##### DATA EXTRACT

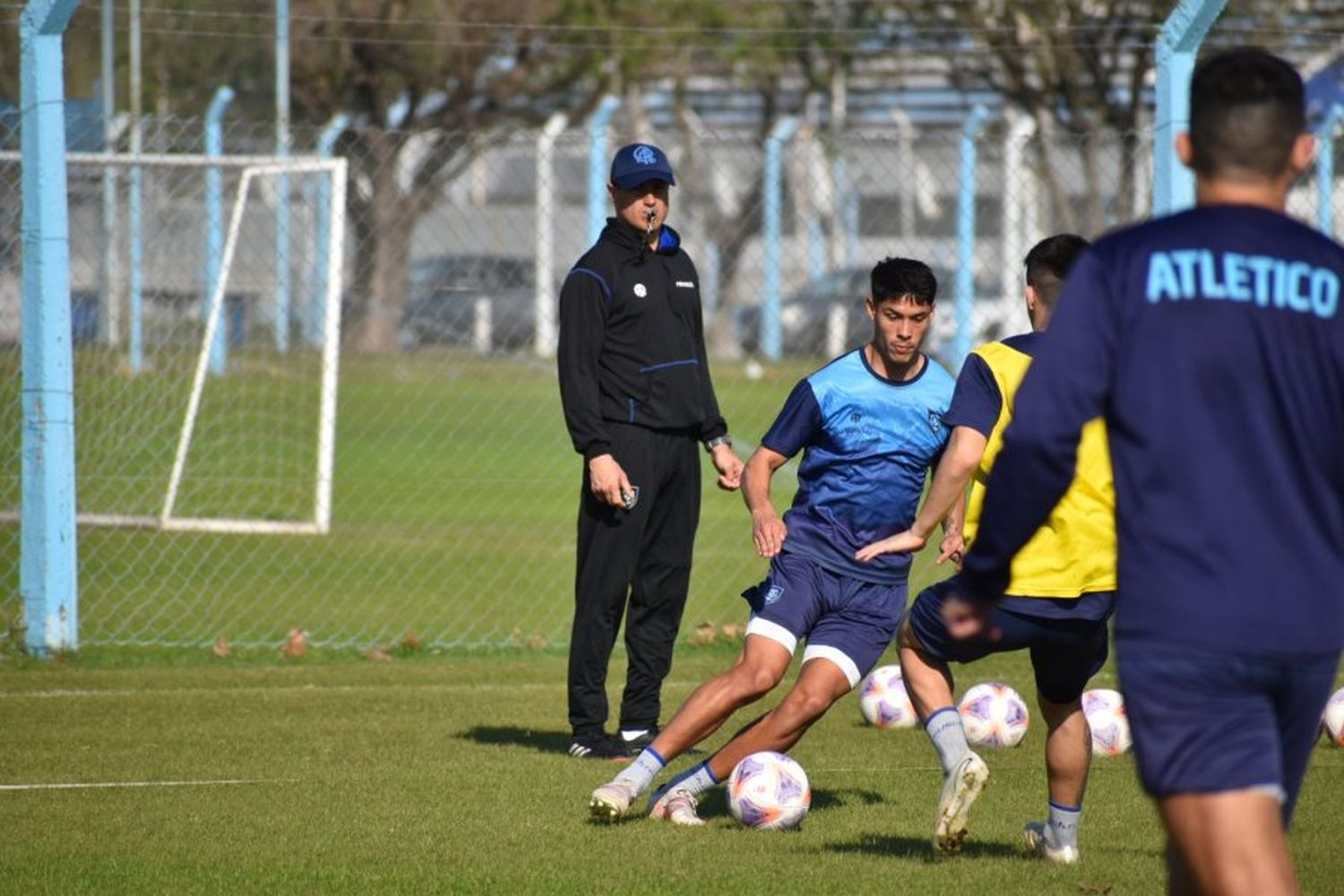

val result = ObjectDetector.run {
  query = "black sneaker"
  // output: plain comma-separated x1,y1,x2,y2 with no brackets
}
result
570,731,631,762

##########

Give the material again exactly as it is, but keep the pictures out.

val result = ObjectDetector.run {
  query = "black sneaker"
  // output: plain comma-separated x1,y1,x2,y2 with no brackets
}
result
570,731,631,762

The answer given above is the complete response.